▶ [Problem to work on] Continue the passage on the history of Sandhurst, picking up right after its last sentence.

Farming has always remained a major part of village life here and some defunct farms are still remembered in the names of housing estates, roads and even a restaurant: Sandhurst Farm, Snaprails, Caves Farm, Ambarrow Farm, College Farm, Rectory Farm, Beech Farm and Rackstraws Farm. In the mid-16th century, William, Lord Sandys, the Lord Chancellor to King Henry VIII, owned a supposed manor called 'Buckhurst' in the area between College Town and Central Sandhurst.
Victorian and Modern periods
The railway arrived in 1849 and a number of large country residences were subsequently erected in the area: amongst them, Harts Leap, Forest End, St Helens Upland, The Warren, Longdown Lodge, Ryefield, Snaprails, and Ambarrow Court. Sandhurst Lodge was erected in about 1858 by Robert Gibson and leased to John Walter, of the Times Newspaper, and then Sir William Farrer, solicitor to Queen Victoria and The Duke of Wellington. Perry Hill and The Ceders came later. Only a few remain today. The others have been demolished and land developed.
Such large houses and institutions, including the Broadmoor Asylum for the Criminally Insane and Wellington College in nearby Crowthorne, led to a great expansion of the local population as people moved into the area looking for work. Further residential housing was erected for these workers, as well as more schools for their children, more places of worship and other community resources.
St. Michael's Church of England School, Little Sandhurst, was opened in 1862 and other schools followed in quick succession:
Until Sandhurst Comprehensive – now Sandhurst School – was built in 1969 in Owlsmoor, Secondary-age pupils were sent to Edgbarrow School in Crowthorne, Forest Grammar School for boys in Winnersh or Holt School for girls in Wokingham.
From the late 1950s to the 80s, large housing estates have been built creating the conglomerate town of today from the original four villages of College Town, (Central)Sandhurst, Little Sandhurst and Owlsmoor.
Online Historical References
Nineteenth Century Local Administration
English Jurisdictions is a webpage provided by FamilySearch which analyses every ecclesiastical parish in England at the year 1851. It provides, with the aid of outline maps, the date at which parish records and bishops transcripts begin, non-conformist denominations with a chapel within the parish, the names of the jurisdictions in charge: county, civil registration district, probate court, diocese, rural deanery, poor law union, hundred, church province; and links to FamilySearch historical records, FamilySearch Catalog and the FamilySearch Wiki. Two limitations: only England, and at the year 1851.

▶ [Data shown]
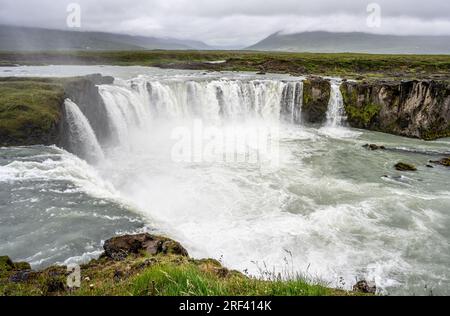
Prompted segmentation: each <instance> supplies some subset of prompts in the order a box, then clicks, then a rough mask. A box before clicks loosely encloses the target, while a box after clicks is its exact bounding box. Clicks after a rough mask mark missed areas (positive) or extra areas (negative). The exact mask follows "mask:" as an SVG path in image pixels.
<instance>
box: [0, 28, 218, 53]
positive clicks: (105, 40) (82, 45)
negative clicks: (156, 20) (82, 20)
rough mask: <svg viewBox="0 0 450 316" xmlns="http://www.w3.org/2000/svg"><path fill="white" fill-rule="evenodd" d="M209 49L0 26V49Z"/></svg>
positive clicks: (50, 30) (70, 49)
mask: <svg viewBox="0 0 450 316" xmlns="http://www.w3.org/2000/svg"><path fill="white" fill-rule="evenodd" d="M154 49H164V50H210V49H213V48H212V47H211V46H209V45H207V44H205V43H203V42H201V41H194V40H182V39H172V38H159V37H151V36H138V35H127V34H118V33H108V32H95V31H74V30H70V31H69V30H57V29H47V28H36V27H25V26H13V25H0V51H47V50H59V51H65V50H154Z"/></svg>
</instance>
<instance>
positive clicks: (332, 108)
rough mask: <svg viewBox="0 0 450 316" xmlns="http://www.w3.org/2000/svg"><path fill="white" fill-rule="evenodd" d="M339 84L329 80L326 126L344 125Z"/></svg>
mask: <svg viewBox="0 0 450 316" xmlns="http://www.w3.org/2000/svg"><path fill="white" fill-rule="evenodd" d="M340 86H341V84H340V82H336V81H332V82H331V91H330V101H329V103H328V111H327V123H326V127H341V126H344V125H345V123H346V121H347V117H346V114H345V108H344V100H343V98H342V93H341V90H340Z"/></svg>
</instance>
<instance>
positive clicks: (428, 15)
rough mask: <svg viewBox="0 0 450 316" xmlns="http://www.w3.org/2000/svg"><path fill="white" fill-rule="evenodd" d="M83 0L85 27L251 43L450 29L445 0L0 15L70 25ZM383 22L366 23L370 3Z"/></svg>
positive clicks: (96, 28)
mask: <svg viewBox="0 0 450 316" xmlns="http://www.w3.org/2000/svg"><path fill="white" fill-rule="evenodd" d="M71 2H76V3H79V4H80V6H81V8H82V30H99V31H107V32H121V33H131V34H137V35H148V36H163V37H179V38H185V39H197V40H203V41H205V42H207V43H209V44H214V45H249V44H252V43H253V42H255V41H257V40H259V39H262V38H264V37H265V36H267V35H269V34H270V33H273V32H275V31H286V32H296V31H313V30H328V31H345V32H347V31H363V32H376V33H388V34H436V35H437V34H448V35H450V2H449V1H447V0H428V1H426V2H424V1H423V0H420V1H419V0H411V1H406V0H390V1H389V0H375V1H366V0H353V1H351V0H341V1H333V0H314V1H312V0H307V1H306V0H265V1H261V0H134V1H131V0H96V1H92V0H71V1H70V0H62V1H54V0H53V1H51V0H26V1H25V0H0V23H3V24H16V25H27V26H39V27H50V28H65V27H66V25H65V20H66V15H67V13H66V7H67V4H68V3H71ZM371 2H375V3H378V4H379V5H380V6H381V9H382V27H381V28H380V29H369V28H368V27H367V25H366V23H365V21H366V17H367V13H366V7H367V4H369V3H371Z"/></svg>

▶ [Answer space]
During the 19th century two bodies, the Poor Law Union and the Sanitary District, had responsibility for governmental functions at a level immediately above that covered by the civil parish. In 1894 these were replace by Rural and Urban Districts. These were elected bodies, responsible for setting local property assessments and taxes as well as for carrying out their specified duties. Thses districts continued in operation until 1974. Urban districts for larger municipalities were called "Municipal Boroughs" and had additional powers and obligations.
Poor Law Unions, established nationally in 1834, combined parishes together for the purpose of providing relief for the needy who had no family support. This led to the building of '"union poorhouses" or "workhouses" funded by all the parishes in the union. The geographical boundaries established for the individual Poor Law Unions were employed again when Registration Districts were formed three years later. In 1875 Sanitary Districts were formed to provide services such as clean water supply, sewage systems, street cleaning, and the clearance of slum housing. These also tended to follow the same geographical boundaries, although there were local alterations caused by changes in population distribution.